▸ **SELECTED TEXT**:
★ ★ ★

Mechanical Technology has already cofounded a company that sells refrigerator-sized commercial and residential fuel-cell power plants. Now, Mechanical Technology is setting its sights on smaller things, starting with charging devices. "We are very optimistic about the prospects for commercializing this," says Mechanical Technology's Gottesfeld, former director of the Los Alamos lab's fuel cell research program. "We are not only looking at chargers but a complete system for cell phones. We're also looking at other possibilities like laptops, the toy market and power tools."

Motorola and Korea's Samsung are also actively developing prototypes. Hyuk Chang, a principal researcher at the Samsung Advanced Institute of Technology outside of Seoul, says the company's goal is to demonstrate working models in a year, again with charging devices leading the way. "I think it will take another two years to get from the lab into customers' hands," says Chang. "The hard question is what will be the first application."

★ ★ ★

▸ **GIVEN EXERCISE 1**: Locate each line in the rows below that contains the string "nose", and copy those lines.

▸ **PROVIDED INFORMATION**:
★ ★ ★

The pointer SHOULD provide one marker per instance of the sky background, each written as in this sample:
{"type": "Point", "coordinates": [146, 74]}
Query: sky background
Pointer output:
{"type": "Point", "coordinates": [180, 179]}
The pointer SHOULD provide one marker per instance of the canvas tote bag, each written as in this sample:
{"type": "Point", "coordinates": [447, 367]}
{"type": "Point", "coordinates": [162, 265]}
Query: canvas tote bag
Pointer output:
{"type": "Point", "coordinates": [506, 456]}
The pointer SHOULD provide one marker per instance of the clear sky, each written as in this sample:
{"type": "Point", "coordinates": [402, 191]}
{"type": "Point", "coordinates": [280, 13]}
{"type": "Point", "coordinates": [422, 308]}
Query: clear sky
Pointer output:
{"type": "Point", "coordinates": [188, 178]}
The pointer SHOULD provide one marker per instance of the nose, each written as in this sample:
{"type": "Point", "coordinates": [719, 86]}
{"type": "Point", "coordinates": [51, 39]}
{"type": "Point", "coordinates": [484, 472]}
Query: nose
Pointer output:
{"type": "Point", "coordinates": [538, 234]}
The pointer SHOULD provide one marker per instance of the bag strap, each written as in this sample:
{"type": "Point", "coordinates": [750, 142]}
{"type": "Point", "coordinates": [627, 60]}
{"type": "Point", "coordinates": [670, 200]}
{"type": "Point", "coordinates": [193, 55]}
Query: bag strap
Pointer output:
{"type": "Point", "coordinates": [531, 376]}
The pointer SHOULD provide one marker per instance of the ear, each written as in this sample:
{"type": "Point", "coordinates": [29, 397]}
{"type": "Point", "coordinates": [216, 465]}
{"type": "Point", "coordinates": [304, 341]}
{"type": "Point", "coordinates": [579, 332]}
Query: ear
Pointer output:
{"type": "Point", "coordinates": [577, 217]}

★ ★ ★

▸ **GIVEN EXERCISE 2**:
Answer these questions using the fuel-cell text above:
(a) Which program did Gottesfeld formerly direct?
(b) Where is the Samsung Advanced Institute of Technology located?
(c) How long does Chang expect it will take to get from the lab into customers' hands?

▸ **RESPONSE 1**:
The pointer SHOULD provide one marker per instance of the nose, each written as in this sample:
Query: nose

▸ **RESPONSE 2**:
(a) The fuel cell research program at the Los Alamos lab.
(b) Outside of Seoul.
(c) Another two years.